*Work required*
Copy out every one of the records below word for word, changing nothing.

[Labeled-object pointing records]
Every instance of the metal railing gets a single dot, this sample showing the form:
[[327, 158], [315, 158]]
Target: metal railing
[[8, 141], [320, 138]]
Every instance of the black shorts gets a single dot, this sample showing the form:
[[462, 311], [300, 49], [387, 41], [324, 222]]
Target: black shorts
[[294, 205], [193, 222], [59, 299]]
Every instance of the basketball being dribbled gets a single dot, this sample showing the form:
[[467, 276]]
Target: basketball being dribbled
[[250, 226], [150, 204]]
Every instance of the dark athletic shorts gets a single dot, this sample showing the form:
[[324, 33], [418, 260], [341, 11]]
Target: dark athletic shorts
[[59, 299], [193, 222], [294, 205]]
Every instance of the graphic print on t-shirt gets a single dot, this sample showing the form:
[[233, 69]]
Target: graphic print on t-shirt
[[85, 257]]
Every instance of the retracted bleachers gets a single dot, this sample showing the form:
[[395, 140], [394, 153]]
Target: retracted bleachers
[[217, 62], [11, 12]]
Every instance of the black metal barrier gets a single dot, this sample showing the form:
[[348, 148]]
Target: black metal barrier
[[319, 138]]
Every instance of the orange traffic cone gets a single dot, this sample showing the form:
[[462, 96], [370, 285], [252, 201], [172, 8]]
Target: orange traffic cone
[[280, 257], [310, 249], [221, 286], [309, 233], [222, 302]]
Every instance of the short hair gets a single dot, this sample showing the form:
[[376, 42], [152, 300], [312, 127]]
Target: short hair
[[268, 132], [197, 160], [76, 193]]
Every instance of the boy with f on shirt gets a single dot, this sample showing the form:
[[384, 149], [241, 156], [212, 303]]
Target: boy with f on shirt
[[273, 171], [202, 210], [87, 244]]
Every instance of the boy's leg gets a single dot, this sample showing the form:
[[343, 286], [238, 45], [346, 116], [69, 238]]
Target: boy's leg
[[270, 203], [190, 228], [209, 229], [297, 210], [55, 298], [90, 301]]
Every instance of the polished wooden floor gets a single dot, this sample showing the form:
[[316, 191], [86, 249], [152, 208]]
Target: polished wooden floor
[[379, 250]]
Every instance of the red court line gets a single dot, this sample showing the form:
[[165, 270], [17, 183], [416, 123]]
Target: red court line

*The result*
Every instance of the metal railing gets a single dot, this sample showing the form:
[[327, 158], [315, 158]]
Target: metal railing
[[8, 141], [320, 138]]
Every instance of the black shorts gets a single dot, this sample showing the form:
[[462, 311], [300, 49], [387, 41], [324, 222]]
Target: black shorts
[[294, 205], [193, 222], [59, 299]]
Every instance of the basketball being dribbled gets a single dot, this sample showing the form:
[[467, 276]]
Target: basketball being dribbled
[[250, 226], [150, 204]]
Every instance of the dark athletic shorts gets a single dot, this sample showing the form:
[[324, 33], [418, 260], [341, 11]]
Target: dark athletic shorts
[[59, 299], [193, 222], [294, 205]]
Every instance of the graphic print on t-shirt gets a single dot, this sample showing the form:
[[233, 69]]
Target: graphic print on t-shirt
[[85, 257]]
Every instance of the retracted bleachers gets a single dot, this sample showing the form:
[[395, 140], [394, 153]]
Target: retracted bleachers
[[217, 62], [11, 12]]
Every instance of the black metal barrier gets a single dot, this sample showing the form:
[[348, 148]]
Target: black metal barrier
[[319, 138]]
Every instance of the orange traffic cone gets a single dot, this sample showing the form:
[[462, 96], [370, 285], [252, 201], [172, 8]]
Target: orange traffic cone
[[280, 257], [310, 249], [221, 286], [309, 233], [222, 302]]
Every instance of the short hair gets a single dot, this sample showing the form:
[[376, 42], [152, 300], [312, 127]]
Target: short hair
[[268, 132], [197, 160], [76, 193]]
Every instance of the boy with f on shirt gets a single dot, this sample showing the form:
[[384, 149], [241, 156], [212, 303]]
Target: boy with f on shirt
[[273, 171], [202, 210], [87, 244]]
Every instance of the boy's leg gets a single dot, this sample showing the form:
[[343, 286], [238, 45], [346, 116], [69, 238]]
Target: boy's leg
[[270, 203], [190, 228], [209, 229], [297, 210], [55, 298], [90, 301]]
Every instance of the polished wooden floor gets a single dot, this sample showing the form:
[[316, 191], [86, 249], [152, 208]]
Target: polished wooden floor
[[379, 250]]
Every instance of the red court line gets a single dot, this sample showing the form:
[[165, 270], [17, 183], [416, 123]]
Target: red court line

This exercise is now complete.